* _SOURCE DATA_
+--

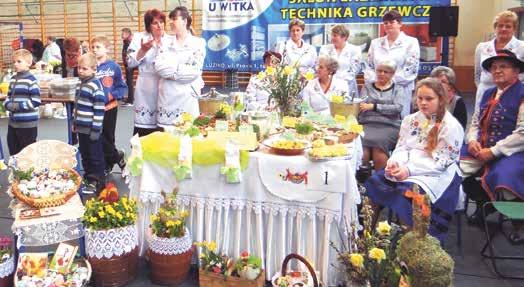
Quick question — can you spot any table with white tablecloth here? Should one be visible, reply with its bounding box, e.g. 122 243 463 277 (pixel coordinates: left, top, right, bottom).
128 138 362 285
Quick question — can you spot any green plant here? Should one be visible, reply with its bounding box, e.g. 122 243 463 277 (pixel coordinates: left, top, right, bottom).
295 122 313 135
82 186 137 230
151 194 189 238
234 251 262 274
257 61 314 116
195 241 233 276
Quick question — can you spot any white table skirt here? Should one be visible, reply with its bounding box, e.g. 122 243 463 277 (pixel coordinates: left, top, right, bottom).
129 140 362 285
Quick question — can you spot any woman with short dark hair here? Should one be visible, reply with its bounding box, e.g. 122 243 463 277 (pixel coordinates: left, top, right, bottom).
127 9 166 136
364 10 420 118
273 19 317 73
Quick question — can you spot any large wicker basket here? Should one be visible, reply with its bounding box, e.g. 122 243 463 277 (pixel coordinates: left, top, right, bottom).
11 169 82 208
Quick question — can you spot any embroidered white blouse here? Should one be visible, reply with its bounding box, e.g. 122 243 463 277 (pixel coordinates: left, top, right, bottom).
155 35 206 127
302 77 348 115
475 37 524 111
388 111 464 203
319 43 364 95
127 32 167 129
274 40 317 73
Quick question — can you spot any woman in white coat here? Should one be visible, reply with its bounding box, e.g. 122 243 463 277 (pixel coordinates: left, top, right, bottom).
319 24 363 95
475 11 524 110
127 9 166 136
273 19 317 74
302 56 348 115
364 10 420 118
155 6 206 128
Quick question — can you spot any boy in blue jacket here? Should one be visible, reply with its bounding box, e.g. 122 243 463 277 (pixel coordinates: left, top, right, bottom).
4 49 40 155
91 36 127 174
73 53 105 193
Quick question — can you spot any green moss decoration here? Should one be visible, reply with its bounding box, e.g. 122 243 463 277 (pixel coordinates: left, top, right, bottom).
397 186 454 287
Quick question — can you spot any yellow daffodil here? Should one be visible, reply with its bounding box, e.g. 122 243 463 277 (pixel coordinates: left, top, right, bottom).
115 212 124 220
182 112 193 123
207 241 217 251
257 71 266 81
368 247 386 263
349 253 364 268
377 221 391 235
304 71 315 81
333 115 346 124
284 66 294 76
331 95 344 104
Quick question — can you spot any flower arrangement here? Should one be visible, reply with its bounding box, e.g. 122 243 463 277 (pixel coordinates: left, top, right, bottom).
195 241 233 276
82 183 137 230
331 198 400 287
257 58 314 117
151 193 189 238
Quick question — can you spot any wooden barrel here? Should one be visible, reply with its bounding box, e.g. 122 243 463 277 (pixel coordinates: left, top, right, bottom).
87 247 138 287
0 273 14 287
149 248 193 286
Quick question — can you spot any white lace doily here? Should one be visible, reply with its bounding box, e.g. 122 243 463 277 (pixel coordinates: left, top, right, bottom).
85 225 138 259
149 228 193 255
0 256 15 278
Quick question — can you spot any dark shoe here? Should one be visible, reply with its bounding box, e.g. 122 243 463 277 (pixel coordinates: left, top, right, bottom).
117 150 126 170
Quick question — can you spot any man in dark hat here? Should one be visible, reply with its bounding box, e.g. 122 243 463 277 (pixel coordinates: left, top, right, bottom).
460 50 524 240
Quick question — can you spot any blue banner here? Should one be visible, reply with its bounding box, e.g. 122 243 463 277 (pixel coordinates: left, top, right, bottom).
202 0 451 74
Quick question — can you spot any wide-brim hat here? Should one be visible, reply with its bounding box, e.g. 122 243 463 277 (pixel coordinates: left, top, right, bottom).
482 50 524 73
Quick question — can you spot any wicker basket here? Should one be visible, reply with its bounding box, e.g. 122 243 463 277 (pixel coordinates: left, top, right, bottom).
198 269 266 287
148 245 193 286
13 257 92 287
11 169 82 208
271 253 322 287
88 247 138 287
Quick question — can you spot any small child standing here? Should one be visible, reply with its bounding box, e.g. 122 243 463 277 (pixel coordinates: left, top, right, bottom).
73 53 105 193
91 36 127 174
4 49 41 155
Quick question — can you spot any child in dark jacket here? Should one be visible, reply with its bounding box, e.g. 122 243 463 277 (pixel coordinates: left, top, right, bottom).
73 53 105 193
91 36 127 174
4 49 40 155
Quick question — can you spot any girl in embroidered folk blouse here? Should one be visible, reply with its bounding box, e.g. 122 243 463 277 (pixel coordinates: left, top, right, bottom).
365 78 464 241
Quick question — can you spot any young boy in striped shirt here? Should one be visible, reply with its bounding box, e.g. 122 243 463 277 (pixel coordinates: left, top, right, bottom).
4 49 40 155
73 53 105 193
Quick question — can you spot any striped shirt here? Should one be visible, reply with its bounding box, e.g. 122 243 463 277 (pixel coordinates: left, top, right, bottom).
4 71 41 128
73 76 105 139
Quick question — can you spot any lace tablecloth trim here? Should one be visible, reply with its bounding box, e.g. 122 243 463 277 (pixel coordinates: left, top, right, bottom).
0 256 15 278
86 225 138 259
176 194 341 221
149 228 193 255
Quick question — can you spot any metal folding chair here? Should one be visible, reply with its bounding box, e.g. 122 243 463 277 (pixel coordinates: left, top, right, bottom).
480 201 524 279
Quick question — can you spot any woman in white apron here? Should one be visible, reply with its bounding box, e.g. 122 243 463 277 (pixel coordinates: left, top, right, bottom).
155 6 206 128
127 9 166 136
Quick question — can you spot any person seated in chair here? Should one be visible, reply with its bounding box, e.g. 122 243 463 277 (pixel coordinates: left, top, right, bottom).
364 78 464 241
460 50 524 241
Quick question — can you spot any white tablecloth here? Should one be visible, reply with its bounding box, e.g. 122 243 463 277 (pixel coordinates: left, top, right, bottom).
128 139 362 285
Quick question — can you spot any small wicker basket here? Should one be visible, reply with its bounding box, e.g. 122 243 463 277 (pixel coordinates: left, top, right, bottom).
11 169 82 208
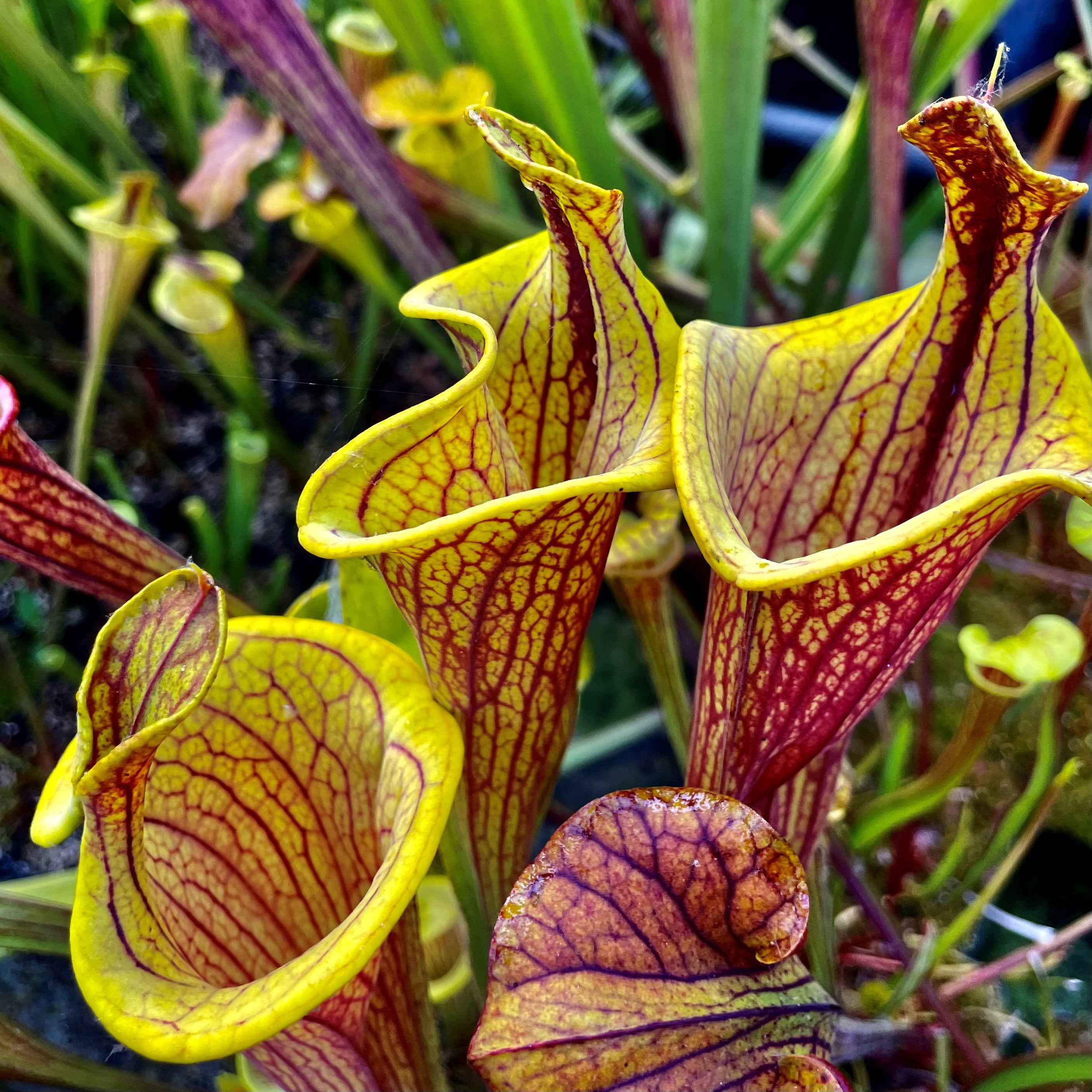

+--

* _WHAT YOU ARE ASKED TO DO_
Can you copy the part of the material that opens with the line containing "Quick question — can you spot any wooden" and closes with the line containing "460 50 524 240", switching "barrel" to "cask" and keeping everything else the same?

* _RESULT OF THE TASK_
Quick question — can you spot any wooden cask here? Should one be visible, reply with its bounding box, e.g. 122 243 463 277 (pixel coordinates: left, top, right, bottom).
87 247 138 287
0 273 14 287
149 248 193 286
Quick question — can you spot any white lace doily here? Should one be visible, reply with its bounding box, e.g. 122 243 463 277 (pixel coordinates: left, top, right, bottom).
85 225 138 259
149 228 193 255
0 256 15 278
Quick question — can you spot any dark shoe here? Should one be visible, reply with its bounding box, e.g. 122 243 463 277 (pixel coordinates: left, top, right, bottom).
117 150 126 170
Quick question — can you spot any man in dark hat here? Should one be visible, reply with its bounding box, e.g. 122 243 463 277 (pixel coordinates: left, top, right, bottom).
460 50 524 240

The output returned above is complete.